### Tasks for this exercise:
**1)** According to the CooRTweet introduction, which package powers CooRTweet?
**2)** Copy the CooRTweet introduction between "Nicola Righetti &" and "and investigative journalism.", inclusive, swapping "Twitter" for "X".

### Extract to read:
┄┄┄┄┄┄

Nicola Righetti & Paul Balluff 2023-09-05
We introduce CooRTweet
an R-Package for detecting
coordinated behavior on Twitter. Coordinated behavior has been defined
as “the act of making people and/or things involved in organized
cooperation” (Giglietto et al. 2020, 872).
Coordinated behavior on social media has been used for political astroturfing (Keller et al. 2020), spreading inappropriate content (Giglietto et al. 2020), and activism. Detecting such behavior is crucial for academic research and investigative journalism.
Software for academic research and investigative journalism has been developed in the last few years to detect coordinated behavior, such as the CooRnet R package (Giglietto et al. 2020), which detects Coordinated Link Sharing Behavior (CLSB) and Coordinated Image Sharing on Facebook and Instagram (CooRnet website).
The CooRTweet
package builds on the existing literature
on coordinated behavior and the experience of previous software to
provide an easy-to-use tool for detecting various coordinated networks
on Twitter. The package is powered by data.table
(Dowle and
Srinivasan 2022) which makes efficient use of memory and is considerably
fast.

┄┄┄┄┄┄

### Recorded data:

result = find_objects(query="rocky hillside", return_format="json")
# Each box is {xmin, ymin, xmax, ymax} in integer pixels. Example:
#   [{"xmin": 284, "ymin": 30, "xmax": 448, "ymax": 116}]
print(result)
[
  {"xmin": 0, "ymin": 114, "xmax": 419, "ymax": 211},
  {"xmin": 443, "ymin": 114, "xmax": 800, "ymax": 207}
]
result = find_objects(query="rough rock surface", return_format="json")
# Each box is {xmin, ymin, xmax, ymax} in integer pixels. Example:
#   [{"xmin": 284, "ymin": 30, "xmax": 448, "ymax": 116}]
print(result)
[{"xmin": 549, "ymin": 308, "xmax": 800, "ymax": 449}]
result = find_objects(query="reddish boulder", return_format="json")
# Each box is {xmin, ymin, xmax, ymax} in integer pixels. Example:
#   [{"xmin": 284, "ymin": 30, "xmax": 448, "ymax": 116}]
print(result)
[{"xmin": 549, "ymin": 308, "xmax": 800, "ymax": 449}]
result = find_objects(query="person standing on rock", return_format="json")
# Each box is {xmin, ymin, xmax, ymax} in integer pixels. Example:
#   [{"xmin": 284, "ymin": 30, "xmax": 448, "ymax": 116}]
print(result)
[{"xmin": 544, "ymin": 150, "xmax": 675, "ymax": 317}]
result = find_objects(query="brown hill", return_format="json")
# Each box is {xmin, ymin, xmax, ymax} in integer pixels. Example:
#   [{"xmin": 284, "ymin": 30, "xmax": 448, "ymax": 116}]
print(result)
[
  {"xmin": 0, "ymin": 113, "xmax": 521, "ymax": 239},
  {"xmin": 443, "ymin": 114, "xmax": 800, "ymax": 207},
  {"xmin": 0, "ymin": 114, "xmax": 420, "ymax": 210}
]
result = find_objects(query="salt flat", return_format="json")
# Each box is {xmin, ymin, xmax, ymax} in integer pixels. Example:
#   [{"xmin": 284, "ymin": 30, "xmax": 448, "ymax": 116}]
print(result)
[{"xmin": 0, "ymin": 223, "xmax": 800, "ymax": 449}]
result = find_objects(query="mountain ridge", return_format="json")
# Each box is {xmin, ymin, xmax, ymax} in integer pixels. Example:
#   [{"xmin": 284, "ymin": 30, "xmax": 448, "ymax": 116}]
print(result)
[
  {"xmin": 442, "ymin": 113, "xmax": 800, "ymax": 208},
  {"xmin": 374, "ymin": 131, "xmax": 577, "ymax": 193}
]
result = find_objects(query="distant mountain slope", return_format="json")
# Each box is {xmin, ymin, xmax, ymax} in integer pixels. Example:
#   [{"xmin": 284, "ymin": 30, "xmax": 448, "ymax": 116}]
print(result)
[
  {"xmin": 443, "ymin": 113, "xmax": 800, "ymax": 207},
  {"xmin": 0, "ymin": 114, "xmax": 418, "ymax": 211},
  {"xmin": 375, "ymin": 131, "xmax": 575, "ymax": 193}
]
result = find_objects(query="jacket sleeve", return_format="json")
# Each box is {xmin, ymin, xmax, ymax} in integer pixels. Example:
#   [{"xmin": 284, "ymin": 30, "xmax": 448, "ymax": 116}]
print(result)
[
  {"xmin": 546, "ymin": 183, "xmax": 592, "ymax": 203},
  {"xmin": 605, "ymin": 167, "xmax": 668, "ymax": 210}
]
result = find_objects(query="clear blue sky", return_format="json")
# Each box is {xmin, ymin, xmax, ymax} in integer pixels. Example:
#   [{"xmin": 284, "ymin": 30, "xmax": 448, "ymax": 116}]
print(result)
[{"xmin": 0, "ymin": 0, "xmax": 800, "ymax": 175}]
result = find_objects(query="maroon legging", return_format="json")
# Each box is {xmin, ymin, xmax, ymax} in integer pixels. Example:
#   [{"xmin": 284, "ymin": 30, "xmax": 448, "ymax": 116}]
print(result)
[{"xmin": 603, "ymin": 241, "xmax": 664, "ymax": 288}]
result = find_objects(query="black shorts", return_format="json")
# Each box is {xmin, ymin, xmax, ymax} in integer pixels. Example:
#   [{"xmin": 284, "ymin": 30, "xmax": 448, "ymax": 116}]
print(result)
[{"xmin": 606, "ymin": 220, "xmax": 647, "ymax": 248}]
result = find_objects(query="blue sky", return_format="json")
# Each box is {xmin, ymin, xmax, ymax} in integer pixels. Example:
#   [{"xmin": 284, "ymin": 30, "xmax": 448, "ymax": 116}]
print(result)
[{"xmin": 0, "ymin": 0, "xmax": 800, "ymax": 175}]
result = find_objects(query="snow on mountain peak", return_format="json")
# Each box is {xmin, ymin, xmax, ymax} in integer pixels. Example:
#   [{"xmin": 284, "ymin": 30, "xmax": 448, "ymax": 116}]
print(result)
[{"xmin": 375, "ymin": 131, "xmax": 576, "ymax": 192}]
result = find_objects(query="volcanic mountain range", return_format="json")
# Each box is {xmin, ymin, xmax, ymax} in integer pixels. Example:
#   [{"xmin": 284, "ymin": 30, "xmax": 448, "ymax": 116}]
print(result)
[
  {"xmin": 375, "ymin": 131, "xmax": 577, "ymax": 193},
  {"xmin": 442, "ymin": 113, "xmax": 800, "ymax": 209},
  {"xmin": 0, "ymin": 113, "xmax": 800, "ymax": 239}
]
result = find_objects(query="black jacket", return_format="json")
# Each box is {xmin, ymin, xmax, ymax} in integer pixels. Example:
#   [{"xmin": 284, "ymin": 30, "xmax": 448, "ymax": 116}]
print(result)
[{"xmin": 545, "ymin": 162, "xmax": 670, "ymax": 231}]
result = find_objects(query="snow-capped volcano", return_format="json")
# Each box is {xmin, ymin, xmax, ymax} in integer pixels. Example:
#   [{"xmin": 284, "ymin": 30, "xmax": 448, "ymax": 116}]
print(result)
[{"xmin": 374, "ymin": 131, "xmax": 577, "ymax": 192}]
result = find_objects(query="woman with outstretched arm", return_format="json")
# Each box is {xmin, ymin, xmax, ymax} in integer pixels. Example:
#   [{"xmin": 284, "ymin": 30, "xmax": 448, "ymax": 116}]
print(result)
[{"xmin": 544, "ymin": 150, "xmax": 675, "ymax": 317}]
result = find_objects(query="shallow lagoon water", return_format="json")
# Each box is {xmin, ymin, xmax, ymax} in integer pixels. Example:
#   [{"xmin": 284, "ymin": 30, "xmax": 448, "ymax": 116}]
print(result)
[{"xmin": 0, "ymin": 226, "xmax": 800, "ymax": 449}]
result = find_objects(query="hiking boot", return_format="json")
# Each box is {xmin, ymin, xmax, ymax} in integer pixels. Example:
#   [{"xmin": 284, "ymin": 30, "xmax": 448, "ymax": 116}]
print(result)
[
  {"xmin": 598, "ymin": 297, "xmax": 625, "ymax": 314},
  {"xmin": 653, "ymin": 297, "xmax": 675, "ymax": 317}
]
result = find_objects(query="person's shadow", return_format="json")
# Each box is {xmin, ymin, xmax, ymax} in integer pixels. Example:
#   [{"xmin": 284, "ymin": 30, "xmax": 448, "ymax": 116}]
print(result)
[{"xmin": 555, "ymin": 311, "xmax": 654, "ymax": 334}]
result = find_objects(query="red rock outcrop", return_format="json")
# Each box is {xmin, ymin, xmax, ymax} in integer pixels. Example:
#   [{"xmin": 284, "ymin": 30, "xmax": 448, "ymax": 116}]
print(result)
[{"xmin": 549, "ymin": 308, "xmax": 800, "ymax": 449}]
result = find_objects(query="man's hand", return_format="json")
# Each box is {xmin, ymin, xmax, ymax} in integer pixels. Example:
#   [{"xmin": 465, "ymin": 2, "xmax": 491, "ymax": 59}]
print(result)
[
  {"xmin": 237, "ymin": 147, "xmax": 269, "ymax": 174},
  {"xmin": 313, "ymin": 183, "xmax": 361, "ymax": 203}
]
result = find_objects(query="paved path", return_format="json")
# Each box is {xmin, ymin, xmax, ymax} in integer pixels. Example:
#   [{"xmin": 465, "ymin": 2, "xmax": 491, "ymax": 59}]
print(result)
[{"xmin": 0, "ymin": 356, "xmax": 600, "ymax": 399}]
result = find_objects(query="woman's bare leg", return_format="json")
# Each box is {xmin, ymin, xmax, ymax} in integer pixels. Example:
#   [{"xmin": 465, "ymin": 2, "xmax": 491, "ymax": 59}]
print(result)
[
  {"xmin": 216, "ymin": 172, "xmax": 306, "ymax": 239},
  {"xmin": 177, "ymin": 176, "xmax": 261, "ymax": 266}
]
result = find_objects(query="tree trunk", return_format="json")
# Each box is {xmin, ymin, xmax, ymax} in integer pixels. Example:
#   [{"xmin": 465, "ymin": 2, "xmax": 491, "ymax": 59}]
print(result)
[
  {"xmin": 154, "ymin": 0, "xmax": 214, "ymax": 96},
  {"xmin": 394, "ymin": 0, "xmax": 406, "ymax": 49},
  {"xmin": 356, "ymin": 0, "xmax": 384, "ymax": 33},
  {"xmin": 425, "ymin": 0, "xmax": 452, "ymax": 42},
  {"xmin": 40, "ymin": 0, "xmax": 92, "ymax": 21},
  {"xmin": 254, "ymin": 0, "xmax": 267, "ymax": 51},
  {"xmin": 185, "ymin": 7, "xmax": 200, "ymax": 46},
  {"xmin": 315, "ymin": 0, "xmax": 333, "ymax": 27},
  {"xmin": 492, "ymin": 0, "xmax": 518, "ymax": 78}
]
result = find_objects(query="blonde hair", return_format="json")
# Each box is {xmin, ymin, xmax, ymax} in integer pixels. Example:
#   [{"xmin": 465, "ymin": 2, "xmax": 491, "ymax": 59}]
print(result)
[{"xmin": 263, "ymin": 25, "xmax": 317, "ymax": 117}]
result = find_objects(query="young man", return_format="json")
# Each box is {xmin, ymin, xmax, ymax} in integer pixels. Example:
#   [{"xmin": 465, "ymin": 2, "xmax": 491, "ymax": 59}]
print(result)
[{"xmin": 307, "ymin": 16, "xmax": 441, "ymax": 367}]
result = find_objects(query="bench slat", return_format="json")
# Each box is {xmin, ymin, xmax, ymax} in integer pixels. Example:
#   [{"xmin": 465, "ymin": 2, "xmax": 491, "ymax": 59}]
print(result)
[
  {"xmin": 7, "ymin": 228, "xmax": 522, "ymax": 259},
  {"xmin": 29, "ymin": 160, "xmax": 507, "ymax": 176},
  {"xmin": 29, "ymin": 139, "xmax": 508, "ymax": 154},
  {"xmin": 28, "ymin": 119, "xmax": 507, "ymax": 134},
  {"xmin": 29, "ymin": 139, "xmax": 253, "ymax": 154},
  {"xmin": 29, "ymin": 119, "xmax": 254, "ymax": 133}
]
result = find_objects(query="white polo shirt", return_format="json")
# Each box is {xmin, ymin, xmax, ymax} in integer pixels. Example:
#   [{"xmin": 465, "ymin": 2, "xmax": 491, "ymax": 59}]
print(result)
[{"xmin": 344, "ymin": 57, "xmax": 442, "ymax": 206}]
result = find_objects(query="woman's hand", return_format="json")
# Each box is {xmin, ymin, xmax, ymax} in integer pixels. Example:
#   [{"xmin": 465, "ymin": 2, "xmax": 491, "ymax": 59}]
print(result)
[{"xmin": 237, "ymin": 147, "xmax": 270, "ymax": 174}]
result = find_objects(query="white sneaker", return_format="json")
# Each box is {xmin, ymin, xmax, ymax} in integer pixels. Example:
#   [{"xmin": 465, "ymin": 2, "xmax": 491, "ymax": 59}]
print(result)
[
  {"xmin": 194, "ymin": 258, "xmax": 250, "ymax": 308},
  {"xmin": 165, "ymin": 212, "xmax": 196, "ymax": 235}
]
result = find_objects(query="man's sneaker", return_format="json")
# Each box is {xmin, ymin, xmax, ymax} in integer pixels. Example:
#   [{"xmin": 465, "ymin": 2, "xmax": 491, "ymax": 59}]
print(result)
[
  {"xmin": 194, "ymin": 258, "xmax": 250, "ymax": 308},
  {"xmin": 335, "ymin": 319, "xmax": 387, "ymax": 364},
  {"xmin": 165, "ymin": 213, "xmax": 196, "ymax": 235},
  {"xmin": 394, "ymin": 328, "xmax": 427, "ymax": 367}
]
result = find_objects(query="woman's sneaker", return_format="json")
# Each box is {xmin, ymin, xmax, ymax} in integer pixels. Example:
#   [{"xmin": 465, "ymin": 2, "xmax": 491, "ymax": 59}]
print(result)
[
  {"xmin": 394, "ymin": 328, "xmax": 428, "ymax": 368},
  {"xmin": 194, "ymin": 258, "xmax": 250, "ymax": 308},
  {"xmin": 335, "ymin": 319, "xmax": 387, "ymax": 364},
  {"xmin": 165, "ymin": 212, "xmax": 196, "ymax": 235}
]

┄┄┄┄┄┄

### Worked answers:
**1)** data.table

**2)**
Nicola Righetti & Paul Balluff 2023-09-05
We introduce CooRTweet
an R-Package for detecting
coordinated behavior on X. Coordinated behavior has been defined
as “the act of making people and/or things involved in organized
cooperation” (Giglietto et al. 2020, 872).
Coordinated behavior on social media has been used for political astroturfing (Keller et al. 2020), spreading inappropriate content (Giglietto et al. 2020), and activism. Detecting such behavior is crucial for academic research and investigative journalism.